== Dataset records ==
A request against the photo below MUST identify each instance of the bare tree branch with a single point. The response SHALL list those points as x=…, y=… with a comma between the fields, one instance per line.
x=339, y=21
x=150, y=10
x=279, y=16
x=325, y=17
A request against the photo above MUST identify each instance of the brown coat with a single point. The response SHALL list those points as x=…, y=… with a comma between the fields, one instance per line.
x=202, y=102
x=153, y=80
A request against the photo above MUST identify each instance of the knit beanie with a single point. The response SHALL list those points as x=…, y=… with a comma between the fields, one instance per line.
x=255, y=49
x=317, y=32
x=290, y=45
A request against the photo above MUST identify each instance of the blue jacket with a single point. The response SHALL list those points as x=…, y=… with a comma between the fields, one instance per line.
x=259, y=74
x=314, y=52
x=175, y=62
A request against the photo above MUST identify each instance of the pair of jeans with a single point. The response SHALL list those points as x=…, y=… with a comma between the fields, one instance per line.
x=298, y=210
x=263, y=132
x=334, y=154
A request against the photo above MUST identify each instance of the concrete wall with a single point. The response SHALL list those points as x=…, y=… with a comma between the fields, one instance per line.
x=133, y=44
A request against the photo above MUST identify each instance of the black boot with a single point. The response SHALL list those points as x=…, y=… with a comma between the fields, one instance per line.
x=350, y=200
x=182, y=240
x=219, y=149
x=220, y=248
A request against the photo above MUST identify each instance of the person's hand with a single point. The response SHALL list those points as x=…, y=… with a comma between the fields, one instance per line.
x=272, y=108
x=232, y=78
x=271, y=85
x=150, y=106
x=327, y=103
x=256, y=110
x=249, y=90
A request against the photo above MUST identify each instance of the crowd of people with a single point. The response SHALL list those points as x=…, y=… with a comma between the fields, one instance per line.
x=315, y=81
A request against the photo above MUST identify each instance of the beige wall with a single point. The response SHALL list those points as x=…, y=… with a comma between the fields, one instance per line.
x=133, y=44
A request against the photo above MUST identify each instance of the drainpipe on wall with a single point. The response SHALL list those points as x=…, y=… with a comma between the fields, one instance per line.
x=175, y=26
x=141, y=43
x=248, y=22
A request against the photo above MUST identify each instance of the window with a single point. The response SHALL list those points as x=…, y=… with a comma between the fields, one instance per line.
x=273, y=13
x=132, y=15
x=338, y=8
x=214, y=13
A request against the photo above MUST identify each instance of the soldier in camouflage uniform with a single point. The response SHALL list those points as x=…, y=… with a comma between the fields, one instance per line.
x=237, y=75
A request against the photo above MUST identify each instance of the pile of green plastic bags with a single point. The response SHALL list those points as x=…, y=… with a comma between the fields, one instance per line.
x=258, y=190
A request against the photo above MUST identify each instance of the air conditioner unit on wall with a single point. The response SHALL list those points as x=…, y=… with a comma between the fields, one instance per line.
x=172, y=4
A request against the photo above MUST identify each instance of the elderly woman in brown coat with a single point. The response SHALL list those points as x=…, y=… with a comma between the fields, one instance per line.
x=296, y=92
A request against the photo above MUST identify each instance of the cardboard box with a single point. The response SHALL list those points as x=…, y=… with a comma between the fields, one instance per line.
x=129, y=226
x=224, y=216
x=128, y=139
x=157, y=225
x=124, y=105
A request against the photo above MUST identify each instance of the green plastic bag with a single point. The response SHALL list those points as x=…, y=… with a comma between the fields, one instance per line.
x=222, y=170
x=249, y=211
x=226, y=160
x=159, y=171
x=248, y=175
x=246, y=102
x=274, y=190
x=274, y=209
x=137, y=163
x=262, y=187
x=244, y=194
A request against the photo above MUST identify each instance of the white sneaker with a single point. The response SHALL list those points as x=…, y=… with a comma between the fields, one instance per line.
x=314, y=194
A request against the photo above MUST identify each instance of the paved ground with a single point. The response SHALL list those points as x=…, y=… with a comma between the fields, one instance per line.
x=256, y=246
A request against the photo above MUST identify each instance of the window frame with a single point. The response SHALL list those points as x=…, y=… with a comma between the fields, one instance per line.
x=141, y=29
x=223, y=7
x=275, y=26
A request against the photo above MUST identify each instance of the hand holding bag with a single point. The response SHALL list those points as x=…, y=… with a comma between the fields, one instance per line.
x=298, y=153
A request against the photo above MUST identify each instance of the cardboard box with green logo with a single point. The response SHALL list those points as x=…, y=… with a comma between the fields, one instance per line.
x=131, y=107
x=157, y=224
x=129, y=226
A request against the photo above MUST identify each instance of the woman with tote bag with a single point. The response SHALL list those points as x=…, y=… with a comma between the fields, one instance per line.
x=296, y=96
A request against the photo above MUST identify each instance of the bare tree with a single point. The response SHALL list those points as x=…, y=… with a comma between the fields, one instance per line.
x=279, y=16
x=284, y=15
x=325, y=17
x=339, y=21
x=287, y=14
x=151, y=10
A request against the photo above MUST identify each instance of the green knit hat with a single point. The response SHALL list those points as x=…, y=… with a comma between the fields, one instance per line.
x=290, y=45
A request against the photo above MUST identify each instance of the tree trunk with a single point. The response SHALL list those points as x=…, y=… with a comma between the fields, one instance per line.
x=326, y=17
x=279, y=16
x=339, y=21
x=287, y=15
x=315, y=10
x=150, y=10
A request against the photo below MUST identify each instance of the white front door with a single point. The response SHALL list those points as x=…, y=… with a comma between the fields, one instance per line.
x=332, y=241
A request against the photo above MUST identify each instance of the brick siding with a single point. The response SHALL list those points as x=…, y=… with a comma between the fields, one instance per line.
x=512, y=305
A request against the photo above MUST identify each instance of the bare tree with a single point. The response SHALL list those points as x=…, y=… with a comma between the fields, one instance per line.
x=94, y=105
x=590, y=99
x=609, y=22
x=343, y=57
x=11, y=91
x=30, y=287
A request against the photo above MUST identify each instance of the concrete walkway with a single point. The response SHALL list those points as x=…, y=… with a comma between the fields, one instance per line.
===
- Written exercise
Please convert all of the data above into a JSON list of strings, with one string for each line and blank lines omitted.

- Answer below
[
  "A request against the photo below MUST identify each instance of the bare tree branch with a single point. The response SHALL list those points as x=…, y=… with a comma between the fields, one instance per line.",
  "x=339, y=21",
  "x=150, y=10",
  "x=279, y=16",
  "x=325, y=17",
  "A request against the photo above MUST identify each instance of the brown coat with a single point. The response SHALL list those points as x=…, y=… with a comma between the fields, one instance per line.",
  "x=202, y=102",
  "x=153, y=80",
  "A request against the photo above MUST identify each instance of the knit beanie with a single point. The response SHALL list those points as x=…, y=… with a comma between the fields, one instance per line.",
  "x=255, y=49",
  "x=317, y=32",
  "x=290, y=45",
  "A request against the photo above MUST identify each instance of the blue jacket with a single point. The response SHALL list those points as x=…, y=… with a comma between the fields, one instance per line.",
  "x=259, y=74",
  "x=314, y=52",
  "x=175, y=62",
  "A request against the photo above MUST identify each instance of the pair of jeans with a single point. The response SHALL list those points as x=…, y=… with a comma between the fields, one instance per line.",
  "x=298, y=210",
  "x=263, y=132",
  "x=334, y=154",
  "A request against the photo above MUST identify each instance of the concrete wall with a single point. The response SHALL list those points as x=…, y=… with a comma between the fields, one instance per line.",
  "x=133, y=44",
  "A request against the photo above MUST identify each instance of the black boot with a single point. The response SHALL list those points as x=…, y=… with a comma between the fields, one instance per line.",
  "x=350, y=200",
  "x=182, y=240",
  "x=219, y=149",
  "x=220, y=248",
  "A request against the photo above MUST identify each instance of the person's hand with a single point. The response SHALL list those points as x=…, y=… with a comma between the fields, one instance per line.",
  "x=272, y=108",
  "x=232, y=78",
  "x=271, y=85",
  "x=150, y=106",
  "x=327, y=103",
  "x=256, y=110",
  "x=249, y=90",
  "A request against the photo above MUST identify each instance of the crowd of people with a single point. The response SHALL list those points as x=…, y=… with a comma between the fields, one instance per line.",
  "x=315, y=81",
  "A request against the photo above MUST identify each instance of the beige wall with a single point. The response SHALL list those points as x=…, y=… with a comma between the fields, one instance per line.",
  "x=133, y=44",
  "A request against the photo above MUST identify each instance of the drainpipe on wall with a single point. The response SHALL list those points as x=…, y=… with a comma between the fields, one instance per line.",
  "x=175, y=26",
  "x=141, y=43",
  "x=248, y=22",
  "A request against the photo above MUST identify each instance of the window with a single point. The response SHALL list those points as x=…, y=… with a comma between the fields, one instance per line.",
  "x=273, y=13",
  "x=132, y=15",
  "x=338, y=8",
  "x=214, y=13",
  "A request against the photo above MUST identify each instance of the soldier in camouflage uniform with a single point. The response SHALL list those points as x=…, y=… with a comma between the fields, one instance per line.",
  "x=237, y=75",
  "A request against the photo above MUST identify each instance of the pile of green plastic bags with a single point. The response SHALL list those points as x=…, y=… with a comma between the fields, one instance per line.",
  "x=258, y=190",
  "A request against the photo above MUST identify each instance of the air conditioner unit on wall with a single point. The response SHALL list those points as x=…, y=… with a comma between the fields, one instance per line.",
  "x=172, y=4",
  "A request against the photo above MUST identify each instance of the elderly woman in brown coat with a single point. The response SHALL list those points as x=…, y=… with a comma between the fields, one instance per line.",
  "x=296, y=92",
  "A request against the photo above MUST identify each instance of the cardboard box with a single point. The response SHALL list those points as x=…, y=… with a comma between the fields, one instance per line.",
  "x=129, y=226",
  "x=224, y=216",
  "x=128, y=139",
  "x=157, y=225",
  "x=124, y=105",
  "A request against the photo above MUST identify each instance of the green plastic bag with a single point. The response SHALL list those points as x=…, y=… with a comma between the fields, one instance per line.",
  "x=222, y=170",
  "x=249, y=211",
  "x=226, y=160",
  "x=159, y=171",
  "x=248, y=175",
  "x=246, y=102",
  "x=274, y=190",
  "x=274, y=209",
  "x=137, y=163",
  "x=262, y=187",
  "x=244, y=194",
  "A request against the photo above MUST identify each instance of the white sneaker with a single point. The response SHALL list those points as x=…, y=… with a comma between the fields, one instance per line.",
  "x=314, y=194",
  "A request against the photo above MUST identify each instance of the paved ground with a single point. The response SHALL list those points as x=…, y=… with a comma between the fields, one instance per line.",
  "x=256, y=246",
  "A request against the photo above MUST identify each instance of the window frame with a single point. The response SHALL list those points as x=…, y=… with a comma between the fields, one instance per line.",
  "x=141, y=29",
  "x=223, y=7",
  "x=275, y=26",
  "A request against the photo above MUST identify each instance of the hand holding bag with a single point. The response SHALL list those points as x=…, y=… with a comma between the fields, one instance per line.",
  "x=298, y=153",
  "A request against the photo above MUST identify each instance of the cardboard box with green logo with a single point. The response SHALL list those points as x=…, y=… with a comma between the fields, one instance per line.",
  "x=131, y=107",
  "x=157, y=224",
  "x=129, y=226",
  "A request against the photo above MUST identify each instance of the woman with tote bag with a single point. The response SHALL list those points as x=…, y=… with a comma between the fields, one instance per line.",
  "x=296, y=96",
  "A request against the photo above MUST identify each instance of the bare tree with a single point. The response SHALL list those points as x=…, y=… with a comma between the fields, one instance per line.",
  "x=279, y=16",
  "x=284, y=15",
  "x=325, y=17",
  "x=339, y=21",
  "x=287, y=14",
  "x=151, y=10",
  "A request against the photo above MUST identify each instance of the green knit hat with a single point. The response SHALL list those points as x=…, y=… with a comma between the fields, one instance per line.",
  "x=290, y=45",
  "A request against the photo above MUST identify each instance of the tree trunk with a single point. The response SHALL list those points as x=…, y=… with a comma between the fields, one instance per line.",
  "x=326, y=17",
  "x=279, y=16",
  "x=339, y=21",
  "x=287, y=15",
  "x=315, y=10",
  "x=150, y=10",
  "A request against the photo below MUST identify each instance of the white front door with a single point. The response SHALL list those points as x=…, y=… with a comma between the fields, one instance per line.",
  "x=332, y=241",
  "A request against the photo above MUST identify each instance of the brick siding with a single point. The response SHALL list those points as x=…, y=… with a comma between the fields, one instance per line.",
  "x=512, y=305",
  "A request against the photo above MUST identify each instance of the bare tree with a single point. The response SHALL list those points as x=…, y=… with a comma between the fields, one instance per line.",
  "x=94, y=105",
  "x=590, y=99",
  "x=609, y=22",
  "x=343, y=57",
  "x=11, y=91",
  "x=30, y=287",
  "A request against the photo above MUST identify each instance of the concrete walkway with a single point. The response SHALL list those points as x=…, y=… with a comma between the fields, one instance per line."
]